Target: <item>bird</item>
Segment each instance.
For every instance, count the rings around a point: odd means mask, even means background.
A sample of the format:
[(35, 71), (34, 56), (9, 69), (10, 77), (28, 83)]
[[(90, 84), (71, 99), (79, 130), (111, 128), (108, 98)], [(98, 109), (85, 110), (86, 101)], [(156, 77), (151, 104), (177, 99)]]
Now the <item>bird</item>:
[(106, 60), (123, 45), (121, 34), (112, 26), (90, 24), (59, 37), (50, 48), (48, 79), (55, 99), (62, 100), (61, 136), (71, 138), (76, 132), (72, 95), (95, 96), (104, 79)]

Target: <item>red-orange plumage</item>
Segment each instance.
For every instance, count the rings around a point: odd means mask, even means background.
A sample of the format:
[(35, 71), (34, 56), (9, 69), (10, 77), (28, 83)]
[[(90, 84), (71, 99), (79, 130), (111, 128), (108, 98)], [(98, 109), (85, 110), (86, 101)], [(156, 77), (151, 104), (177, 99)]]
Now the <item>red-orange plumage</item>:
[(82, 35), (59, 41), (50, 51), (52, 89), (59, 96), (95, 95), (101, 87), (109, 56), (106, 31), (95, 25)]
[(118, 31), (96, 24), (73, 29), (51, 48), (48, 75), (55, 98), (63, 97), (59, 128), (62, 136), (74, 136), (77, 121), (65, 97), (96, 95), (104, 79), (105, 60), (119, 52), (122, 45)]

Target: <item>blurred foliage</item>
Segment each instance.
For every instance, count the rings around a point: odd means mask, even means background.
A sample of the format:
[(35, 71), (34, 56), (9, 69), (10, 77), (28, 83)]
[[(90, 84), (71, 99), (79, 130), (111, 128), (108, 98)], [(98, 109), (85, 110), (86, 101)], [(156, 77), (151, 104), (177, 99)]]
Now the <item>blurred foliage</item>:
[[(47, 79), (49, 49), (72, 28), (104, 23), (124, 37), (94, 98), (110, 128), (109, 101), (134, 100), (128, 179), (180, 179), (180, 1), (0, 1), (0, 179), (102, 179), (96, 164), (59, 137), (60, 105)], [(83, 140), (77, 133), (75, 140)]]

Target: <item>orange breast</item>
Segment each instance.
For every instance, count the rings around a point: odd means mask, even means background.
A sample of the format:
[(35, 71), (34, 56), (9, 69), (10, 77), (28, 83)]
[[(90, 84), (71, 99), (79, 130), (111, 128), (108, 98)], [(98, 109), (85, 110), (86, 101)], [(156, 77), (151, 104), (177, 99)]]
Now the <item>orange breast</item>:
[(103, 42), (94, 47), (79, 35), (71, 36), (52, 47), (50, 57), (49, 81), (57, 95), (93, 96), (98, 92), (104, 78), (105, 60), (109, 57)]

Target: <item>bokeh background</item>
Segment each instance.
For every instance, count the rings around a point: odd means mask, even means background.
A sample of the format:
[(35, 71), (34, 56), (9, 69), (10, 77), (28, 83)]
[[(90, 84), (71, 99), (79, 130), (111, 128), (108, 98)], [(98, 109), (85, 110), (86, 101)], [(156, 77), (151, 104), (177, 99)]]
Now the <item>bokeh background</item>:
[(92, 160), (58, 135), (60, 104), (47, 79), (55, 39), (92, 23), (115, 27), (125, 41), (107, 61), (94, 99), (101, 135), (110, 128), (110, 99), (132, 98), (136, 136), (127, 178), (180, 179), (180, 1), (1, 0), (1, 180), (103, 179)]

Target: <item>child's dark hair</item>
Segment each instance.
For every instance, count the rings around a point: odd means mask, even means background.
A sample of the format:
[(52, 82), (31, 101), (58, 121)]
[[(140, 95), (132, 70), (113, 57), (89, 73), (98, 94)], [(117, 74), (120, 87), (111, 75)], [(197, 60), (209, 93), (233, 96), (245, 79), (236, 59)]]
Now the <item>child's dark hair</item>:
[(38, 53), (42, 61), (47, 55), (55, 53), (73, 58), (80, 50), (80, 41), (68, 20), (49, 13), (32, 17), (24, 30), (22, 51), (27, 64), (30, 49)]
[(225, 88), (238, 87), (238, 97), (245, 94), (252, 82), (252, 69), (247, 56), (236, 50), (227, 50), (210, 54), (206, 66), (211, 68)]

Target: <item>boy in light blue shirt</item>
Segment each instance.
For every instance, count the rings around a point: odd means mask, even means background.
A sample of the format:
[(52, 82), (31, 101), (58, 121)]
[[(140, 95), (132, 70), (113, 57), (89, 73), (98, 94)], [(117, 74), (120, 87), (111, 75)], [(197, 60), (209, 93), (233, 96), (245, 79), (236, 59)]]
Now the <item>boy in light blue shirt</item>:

──────────────────────────────

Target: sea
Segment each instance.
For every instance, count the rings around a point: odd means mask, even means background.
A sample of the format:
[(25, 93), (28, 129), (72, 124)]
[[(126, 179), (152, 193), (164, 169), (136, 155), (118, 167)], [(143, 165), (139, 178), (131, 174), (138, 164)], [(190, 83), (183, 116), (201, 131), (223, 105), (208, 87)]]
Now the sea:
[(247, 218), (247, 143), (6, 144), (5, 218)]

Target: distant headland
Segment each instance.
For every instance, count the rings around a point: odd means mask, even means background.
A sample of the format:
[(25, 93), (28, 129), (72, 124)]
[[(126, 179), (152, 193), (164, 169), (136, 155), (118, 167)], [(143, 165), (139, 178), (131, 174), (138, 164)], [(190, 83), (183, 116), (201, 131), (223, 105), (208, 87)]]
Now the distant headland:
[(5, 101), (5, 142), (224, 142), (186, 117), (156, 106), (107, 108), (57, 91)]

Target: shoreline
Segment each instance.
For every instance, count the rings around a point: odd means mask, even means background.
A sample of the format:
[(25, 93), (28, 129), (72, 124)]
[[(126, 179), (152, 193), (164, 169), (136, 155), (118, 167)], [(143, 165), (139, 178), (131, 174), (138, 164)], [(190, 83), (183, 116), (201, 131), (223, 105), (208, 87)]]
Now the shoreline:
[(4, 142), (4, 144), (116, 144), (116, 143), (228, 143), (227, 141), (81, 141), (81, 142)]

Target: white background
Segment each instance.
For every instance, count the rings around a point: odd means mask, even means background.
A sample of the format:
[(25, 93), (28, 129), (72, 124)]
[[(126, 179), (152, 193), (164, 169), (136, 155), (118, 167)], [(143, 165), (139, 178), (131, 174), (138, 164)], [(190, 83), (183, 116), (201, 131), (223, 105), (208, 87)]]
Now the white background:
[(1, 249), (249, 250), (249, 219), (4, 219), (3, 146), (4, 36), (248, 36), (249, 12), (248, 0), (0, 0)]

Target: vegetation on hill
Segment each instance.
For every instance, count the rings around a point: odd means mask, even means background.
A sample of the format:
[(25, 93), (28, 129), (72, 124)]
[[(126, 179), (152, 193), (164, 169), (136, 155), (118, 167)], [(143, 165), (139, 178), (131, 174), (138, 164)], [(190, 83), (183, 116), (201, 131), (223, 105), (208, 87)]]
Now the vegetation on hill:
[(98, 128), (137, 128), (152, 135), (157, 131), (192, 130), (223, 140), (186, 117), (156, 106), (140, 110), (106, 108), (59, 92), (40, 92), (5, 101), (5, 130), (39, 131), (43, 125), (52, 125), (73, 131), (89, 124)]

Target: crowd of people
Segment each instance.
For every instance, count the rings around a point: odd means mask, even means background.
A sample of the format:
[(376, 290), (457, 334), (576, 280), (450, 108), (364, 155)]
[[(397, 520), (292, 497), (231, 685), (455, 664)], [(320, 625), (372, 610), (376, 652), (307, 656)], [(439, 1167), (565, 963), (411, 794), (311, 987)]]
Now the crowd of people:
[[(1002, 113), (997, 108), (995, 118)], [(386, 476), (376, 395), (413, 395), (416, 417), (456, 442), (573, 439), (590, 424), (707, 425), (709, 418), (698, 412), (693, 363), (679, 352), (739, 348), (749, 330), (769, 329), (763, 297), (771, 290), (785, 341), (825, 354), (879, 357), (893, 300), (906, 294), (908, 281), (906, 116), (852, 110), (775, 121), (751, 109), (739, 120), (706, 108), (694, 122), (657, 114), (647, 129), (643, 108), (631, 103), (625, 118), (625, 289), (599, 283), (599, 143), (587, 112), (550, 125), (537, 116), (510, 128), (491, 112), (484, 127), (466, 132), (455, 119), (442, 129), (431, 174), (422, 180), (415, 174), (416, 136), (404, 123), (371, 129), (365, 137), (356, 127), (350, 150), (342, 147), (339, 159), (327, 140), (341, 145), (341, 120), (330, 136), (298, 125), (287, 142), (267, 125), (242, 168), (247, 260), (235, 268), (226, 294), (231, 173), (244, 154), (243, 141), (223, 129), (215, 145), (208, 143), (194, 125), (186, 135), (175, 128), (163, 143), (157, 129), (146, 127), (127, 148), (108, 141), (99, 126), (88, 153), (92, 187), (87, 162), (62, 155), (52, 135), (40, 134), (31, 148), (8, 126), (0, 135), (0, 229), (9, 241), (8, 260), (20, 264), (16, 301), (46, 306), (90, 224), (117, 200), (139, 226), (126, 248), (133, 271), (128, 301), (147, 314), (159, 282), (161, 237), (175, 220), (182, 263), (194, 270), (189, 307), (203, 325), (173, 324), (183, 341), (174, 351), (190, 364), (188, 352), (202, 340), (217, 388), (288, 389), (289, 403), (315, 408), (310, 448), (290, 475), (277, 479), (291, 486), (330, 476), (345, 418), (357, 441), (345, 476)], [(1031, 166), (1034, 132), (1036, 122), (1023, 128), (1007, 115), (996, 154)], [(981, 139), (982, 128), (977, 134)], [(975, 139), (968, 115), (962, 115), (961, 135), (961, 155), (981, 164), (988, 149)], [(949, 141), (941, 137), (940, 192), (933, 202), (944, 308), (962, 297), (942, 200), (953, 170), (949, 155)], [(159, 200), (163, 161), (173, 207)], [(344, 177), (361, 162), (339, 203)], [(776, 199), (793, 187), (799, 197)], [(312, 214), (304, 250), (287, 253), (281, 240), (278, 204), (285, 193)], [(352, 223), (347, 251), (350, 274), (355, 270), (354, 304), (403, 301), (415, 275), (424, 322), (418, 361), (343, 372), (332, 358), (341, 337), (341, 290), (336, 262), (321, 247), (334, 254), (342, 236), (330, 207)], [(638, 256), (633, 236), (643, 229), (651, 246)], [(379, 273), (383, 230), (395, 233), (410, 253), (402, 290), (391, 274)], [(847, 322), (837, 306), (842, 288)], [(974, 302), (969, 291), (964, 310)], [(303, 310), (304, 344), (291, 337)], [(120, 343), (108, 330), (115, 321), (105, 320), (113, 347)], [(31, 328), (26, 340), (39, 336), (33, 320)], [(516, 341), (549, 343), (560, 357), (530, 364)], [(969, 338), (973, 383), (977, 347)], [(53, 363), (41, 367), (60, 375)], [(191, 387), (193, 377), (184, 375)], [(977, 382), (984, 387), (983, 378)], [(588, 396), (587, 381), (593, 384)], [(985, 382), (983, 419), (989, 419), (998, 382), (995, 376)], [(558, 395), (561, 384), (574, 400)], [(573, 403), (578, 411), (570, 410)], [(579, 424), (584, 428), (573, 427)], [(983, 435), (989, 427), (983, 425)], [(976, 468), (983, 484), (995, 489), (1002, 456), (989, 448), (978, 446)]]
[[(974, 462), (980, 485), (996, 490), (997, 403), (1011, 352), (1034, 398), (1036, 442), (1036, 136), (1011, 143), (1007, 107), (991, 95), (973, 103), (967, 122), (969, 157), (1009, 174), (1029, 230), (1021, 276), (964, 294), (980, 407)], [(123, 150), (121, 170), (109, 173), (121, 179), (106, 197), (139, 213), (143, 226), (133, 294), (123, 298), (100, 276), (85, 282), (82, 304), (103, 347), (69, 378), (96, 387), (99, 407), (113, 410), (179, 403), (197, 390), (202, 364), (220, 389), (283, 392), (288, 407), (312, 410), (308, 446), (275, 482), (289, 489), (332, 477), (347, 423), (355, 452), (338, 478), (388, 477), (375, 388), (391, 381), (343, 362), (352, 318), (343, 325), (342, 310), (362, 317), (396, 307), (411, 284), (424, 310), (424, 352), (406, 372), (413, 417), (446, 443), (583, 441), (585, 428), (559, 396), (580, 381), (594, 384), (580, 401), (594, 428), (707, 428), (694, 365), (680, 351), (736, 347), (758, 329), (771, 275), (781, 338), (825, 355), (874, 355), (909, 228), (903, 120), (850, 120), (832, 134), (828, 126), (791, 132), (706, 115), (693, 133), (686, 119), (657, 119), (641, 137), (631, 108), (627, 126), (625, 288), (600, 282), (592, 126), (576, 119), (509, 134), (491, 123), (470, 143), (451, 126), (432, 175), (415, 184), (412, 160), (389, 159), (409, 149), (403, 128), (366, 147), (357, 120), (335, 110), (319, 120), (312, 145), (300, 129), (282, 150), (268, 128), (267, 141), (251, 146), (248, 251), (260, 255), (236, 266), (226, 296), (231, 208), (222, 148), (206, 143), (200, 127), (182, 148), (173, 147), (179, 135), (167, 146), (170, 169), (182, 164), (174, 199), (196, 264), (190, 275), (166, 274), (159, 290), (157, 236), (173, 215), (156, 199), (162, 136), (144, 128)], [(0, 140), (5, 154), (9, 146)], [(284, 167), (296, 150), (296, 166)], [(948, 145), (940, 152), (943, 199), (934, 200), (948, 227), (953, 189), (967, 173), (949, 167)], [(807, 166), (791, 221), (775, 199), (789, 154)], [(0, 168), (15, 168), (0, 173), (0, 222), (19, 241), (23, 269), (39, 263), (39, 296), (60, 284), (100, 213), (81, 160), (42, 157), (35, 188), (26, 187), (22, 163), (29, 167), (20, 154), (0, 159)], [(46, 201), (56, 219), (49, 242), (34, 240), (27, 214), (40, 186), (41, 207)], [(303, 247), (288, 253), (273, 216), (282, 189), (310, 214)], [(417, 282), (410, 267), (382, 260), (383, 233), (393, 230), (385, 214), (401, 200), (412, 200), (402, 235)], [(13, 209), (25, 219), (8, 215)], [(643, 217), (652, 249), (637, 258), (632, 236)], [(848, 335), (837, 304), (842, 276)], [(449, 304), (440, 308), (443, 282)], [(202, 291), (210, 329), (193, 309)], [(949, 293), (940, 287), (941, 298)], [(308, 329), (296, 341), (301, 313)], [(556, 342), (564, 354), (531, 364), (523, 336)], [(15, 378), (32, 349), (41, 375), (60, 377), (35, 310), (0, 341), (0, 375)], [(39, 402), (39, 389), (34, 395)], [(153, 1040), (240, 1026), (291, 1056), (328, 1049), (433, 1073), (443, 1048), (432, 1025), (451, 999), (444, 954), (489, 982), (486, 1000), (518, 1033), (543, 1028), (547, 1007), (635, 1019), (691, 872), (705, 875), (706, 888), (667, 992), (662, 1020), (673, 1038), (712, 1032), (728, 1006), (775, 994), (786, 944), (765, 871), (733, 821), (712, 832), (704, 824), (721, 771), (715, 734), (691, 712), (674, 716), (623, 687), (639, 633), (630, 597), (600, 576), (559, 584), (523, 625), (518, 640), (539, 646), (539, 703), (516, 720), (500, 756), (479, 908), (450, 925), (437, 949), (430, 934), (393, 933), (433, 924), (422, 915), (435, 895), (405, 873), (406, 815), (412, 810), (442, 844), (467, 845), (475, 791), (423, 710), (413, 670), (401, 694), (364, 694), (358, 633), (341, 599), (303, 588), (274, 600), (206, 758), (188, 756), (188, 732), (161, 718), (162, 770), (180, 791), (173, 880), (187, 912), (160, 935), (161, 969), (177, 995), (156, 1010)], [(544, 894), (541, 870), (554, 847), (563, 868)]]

──────────────────────────────

_Exercise task:_
Reproduce the data without alteration, starting with the line containing "Target: vegetation on hill" and going on through the line containing "131), (89, 124)]".

_Expected output:_
Target: vegetation on hill
Segment each instance.
For every instance, count the rings around a point: odd means mask, even means background.
A sample of the format:
[(25, 93), (28, 129), (72, 124)]
[[(126, 179), (152, 193), (164, 169), (136, 155), (118, 167)], [(143, 165), (139, 178), (131, 174), (138, 164)], [(190, 83), (183, 116), (201, 131), (223, 105), (208, 87)]]
Now the vegetation on hill:
[(98, 128), (137, 128), (152, 135), (157, 131), (192, 130), (223, 140), (186, 117), (156, 106), (140, 110), (106, 108), (59, 92), (40, 92), (5, 101), (5, 130), (39, 131), (43, 125), (52, 125), (73, 131), (89, 124)]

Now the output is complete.